**WHAT THE TASK REQUIRES:** Count the lines in the entries below that contain the word "blue" and reply with only that number.
BEGIN PROVIDED RECORDS
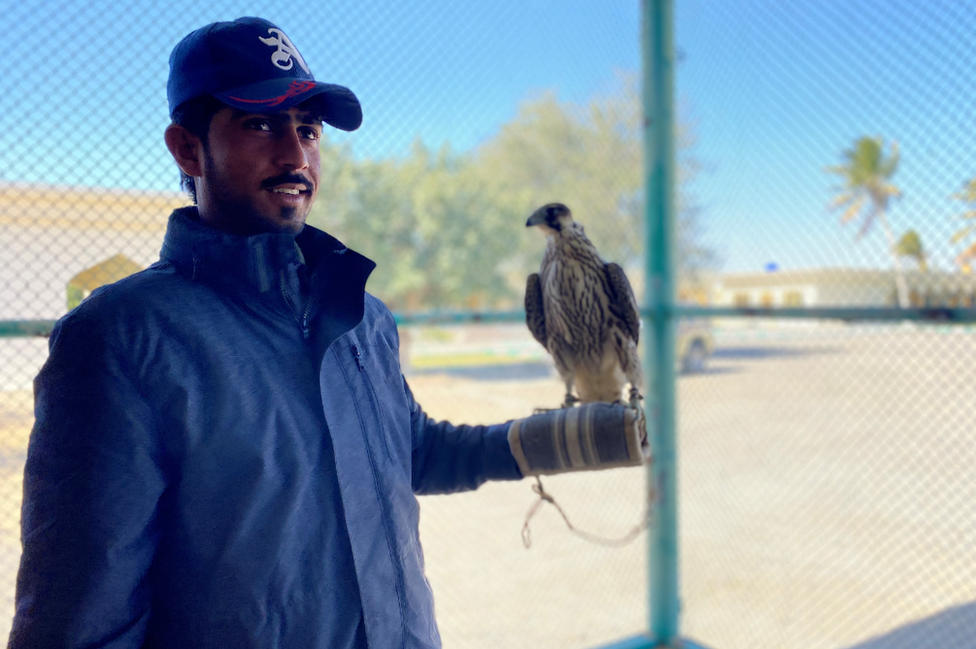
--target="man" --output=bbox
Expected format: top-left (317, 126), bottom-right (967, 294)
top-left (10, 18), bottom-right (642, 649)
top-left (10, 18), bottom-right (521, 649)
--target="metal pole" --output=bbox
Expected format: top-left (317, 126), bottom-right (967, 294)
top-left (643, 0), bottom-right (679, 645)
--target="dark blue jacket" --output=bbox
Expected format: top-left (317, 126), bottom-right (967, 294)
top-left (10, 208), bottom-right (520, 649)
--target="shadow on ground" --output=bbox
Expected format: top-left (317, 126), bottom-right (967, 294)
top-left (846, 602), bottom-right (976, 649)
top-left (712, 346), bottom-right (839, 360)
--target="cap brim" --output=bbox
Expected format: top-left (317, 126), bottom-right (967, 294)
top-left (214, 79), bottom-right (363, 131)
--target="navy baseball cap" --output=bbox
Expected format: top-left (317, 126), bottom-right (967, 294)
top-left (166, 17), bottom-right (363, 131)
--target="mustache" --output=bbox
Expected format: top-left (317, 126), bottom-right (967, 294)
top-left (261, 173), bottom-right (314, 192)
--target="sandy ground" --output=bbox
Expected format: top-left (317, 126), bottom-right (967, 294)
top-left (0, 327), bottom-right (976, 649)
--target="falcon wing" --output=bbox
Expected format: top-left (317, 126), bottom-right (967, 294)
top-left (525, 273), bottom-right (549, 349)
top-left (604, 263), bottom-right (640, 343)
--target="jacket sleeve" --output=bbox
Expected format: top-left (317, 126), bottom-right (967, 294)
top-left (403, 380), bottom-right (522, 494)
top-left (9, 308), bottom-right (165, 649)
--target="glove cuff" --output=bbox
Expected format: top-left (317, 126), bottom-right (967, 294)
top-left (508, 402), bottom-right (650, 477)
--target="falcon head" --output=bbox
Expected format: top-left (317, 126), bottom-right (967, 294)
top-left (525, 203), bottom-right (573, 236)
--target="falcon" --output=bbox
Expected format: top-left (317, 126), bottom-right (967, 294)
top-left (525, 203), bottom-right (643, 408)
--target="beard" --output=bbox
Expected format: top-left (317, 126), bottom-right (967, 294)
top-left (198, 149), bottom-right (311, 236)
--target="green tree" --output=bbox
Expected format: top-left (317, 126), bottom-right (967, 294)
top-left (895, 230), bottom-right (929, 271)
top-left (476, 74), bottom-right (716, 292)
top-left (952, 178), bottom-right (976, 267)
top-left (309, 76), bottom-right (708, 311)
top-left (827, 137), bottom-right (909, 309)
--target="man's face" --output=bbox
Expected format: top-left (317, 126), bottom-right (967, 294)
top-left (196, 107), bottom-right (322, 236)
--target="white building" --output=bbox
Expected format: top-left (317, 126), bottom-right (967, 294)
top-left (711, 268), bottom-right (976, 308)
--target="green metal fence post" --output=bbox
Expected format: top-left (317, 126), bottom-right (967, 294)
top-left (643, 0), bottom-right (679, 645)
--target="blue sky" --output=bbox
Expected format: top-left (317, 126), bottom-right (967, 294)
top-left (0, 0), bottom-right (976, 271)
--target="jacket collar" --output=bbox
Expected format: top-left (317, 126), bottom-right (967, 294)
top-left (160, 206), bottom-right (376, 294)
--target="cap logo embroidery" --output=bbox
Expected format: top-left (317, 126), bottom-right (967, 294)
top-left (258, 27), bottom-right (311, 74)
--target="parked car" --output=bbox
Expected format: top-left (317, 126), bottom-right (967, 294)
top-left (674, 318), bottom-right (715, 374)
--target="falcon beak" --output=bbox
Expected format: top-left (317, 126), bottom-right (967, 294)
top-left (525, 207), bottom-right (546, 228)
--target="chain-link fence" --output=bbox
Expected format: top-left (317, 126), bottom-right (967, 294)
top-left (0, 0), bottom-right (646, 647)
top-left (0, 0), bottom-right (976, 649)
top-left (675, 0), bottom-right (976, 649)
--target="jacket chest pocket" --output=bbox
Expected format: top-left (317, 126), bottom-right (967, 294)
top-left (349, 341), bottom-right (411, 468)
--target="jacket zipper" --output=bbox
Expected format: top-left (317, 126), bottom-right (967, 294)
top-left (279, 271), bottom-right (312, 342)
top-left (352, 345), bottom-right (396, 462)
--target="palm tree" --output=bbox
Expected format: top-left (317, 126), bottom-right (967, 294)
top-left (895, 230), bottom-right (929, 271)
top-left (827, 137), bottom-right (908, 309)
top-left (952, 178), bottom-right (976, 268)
END PROVIDED RECORDS
BEGIN PROVIDED RECORDS
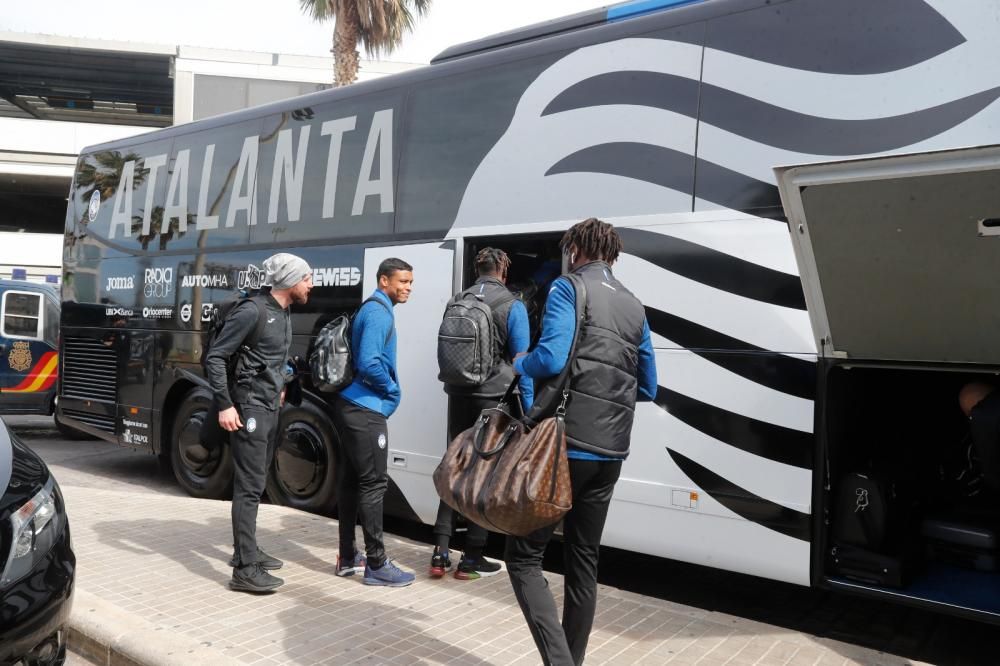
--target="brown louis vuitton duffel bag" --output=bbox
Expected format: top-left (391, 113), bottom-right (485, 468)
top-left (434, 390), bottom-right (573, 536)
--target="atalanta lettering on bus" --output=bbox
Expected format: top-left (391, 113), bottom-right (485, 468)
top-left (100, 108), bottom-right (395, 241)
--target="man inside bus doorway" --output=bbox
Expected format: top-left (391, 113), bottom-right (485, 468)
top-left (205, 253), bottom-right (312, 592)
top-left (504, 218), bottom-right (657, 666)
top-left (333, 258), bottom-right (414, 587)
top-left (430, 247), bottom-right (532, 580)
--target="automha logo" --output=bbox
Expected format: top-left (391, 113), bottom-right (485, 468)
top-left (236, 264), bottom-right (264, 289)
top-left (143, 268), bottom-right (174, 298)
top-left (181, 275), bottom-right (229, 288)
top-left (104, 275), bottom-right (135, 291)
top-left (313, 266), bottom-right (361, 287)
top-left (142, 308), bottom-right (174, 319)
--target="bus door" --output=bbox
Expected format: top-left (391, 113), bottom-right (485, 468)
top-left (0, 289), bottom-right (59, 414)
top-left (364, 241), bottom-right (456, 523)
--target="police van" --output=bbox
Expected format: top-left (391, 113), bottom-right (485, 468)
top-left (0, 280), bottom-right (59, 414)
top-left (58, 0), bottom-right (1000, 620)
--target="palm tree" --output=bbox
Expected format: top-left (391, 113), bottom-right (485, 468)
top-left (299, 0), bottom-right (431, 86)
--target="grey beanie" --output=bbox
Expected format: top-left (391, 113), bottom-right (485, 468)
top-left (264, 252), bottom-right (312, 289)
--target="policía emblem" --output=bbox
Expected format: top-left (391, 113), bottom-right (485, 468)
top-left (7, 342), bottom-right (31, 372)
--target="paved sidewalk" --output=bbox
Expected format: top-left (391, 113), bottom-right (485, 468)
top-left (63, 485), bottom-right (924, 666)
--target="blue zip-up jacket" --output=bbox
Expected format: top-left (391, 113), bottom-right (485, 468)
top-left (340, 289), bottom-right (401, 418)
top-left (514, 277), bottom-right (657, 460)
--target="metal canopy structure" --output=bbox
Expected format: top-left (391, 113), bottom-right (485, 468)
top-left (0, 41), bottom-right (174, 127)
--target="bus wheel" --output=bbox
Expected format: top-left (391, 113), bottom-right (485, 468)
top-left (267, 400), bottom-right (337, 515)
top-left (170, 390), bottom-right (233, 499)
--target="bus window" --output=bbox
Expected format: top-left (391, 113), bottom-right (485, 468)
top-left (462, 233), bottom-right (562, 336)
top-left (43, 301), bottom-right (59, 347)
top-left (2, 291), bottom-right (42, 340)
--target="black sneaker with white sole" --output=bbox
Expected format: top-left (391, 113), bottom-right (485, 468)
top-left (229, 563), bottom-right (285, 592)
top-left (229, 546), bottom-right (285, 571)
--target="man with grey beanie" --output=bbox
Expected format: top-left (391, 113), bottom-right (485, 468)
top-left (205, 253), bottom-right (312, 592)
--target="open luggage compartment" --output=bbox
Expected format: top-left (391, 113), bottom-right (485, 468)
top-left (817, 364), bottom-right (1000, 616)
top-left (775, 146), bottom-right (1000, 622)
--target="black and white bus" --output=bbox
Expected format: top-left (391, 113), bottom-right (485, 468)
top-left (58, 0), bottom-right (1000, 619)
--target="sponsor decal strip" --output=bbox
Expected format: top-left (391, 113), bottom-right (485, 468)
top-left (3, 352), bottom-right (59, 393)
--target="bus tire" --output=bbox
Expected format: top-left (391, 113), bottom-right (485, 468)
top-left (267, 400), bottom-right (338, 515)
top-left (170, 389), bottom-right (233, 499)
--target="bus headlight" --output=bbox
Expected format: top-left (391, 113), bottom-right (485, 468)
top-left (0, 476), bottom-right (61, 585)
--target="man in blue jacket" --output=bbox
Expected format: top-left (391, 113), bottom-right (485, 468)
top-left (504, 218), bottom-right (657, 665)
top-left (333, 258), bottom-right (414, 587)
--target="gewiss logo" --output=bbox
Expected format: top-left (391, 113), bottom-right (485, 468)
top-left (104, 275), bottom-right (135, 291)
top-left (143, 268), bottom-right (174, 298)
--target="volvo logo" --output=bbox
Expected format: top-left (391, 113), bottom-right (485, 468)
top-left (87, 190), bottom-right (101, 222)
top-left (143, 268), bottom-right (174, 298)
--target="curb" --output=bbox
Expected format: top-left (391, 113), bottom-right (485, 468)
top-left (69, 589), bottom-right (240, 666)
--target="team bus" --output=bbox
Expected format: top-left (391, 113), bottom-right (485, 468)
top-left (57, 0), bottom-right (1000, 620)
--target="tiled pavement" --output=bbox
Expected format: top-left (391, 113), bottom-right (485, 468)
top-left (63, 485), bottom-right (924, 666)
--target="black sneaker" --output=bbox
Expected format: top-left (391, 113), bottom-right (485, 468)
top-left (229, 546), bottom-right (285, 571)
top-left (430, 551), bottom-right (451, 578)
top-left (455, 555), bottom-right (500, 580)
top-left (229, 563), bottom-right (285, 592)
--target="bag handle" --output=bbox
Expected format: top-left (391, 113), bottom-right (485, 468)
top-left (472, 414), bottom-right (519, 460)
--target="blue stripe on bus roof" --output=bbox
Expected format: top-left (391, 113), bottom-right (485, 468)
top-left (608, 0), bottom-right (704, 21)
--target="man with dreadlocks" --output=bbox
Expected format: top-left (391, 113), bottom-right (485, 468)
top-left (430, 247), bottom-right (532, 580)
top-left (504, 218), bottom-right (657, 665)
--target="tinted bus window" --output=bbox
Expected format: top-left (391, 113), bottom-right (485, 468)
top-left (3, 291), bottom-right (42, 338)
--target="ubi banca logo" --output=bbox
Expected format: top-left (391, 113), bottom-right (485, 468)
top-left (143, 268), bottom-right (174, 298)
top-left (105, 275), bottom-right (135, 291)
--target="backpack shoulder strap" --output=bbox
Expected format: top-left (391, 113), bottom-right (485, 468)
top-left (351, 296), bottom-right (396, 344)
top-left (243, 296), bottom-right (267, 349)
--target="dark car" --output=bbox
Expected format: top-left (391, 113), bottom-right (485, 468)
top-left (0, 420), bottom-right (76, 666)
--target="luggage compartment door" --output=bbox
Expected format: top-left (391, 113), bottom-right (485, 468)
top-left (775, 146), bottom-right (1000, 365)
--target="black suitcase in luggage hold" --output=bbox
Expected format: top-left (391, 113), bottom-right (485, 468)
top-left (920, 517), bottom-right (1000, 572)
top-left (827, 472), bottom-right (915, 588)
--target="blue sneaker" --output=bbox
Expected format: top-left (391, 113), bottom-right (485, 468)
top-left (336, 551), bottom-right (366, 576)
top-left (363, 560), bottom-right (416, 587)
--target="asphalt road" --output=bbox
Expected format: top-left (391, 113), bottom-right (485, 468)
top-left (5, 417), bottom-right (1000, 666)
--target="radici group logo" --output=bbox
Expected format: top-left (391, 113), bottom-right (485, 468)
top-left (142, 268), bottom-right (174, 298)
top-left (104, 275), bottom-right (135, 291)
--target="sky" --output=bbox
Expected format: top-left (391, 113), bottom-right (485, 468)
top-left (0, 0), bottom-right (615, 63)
END PROVIDED RECORDS
**REPLY TO THE TASK:** 6